━━━ Given data ━━━

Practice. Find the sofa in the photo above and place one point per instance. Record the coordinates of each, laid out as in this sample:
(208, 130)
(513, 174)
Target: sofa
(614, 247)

━━━

• What needs to be done:
Precisely reproduce all the entries shown above.

• Exercise solution:
Practice. Find the sofa in the photo above and place one point per instance. Record the coordinates of each, laid out as in this sample:
(208, 130)
(513, 174)
Target: sofa
(614, 247)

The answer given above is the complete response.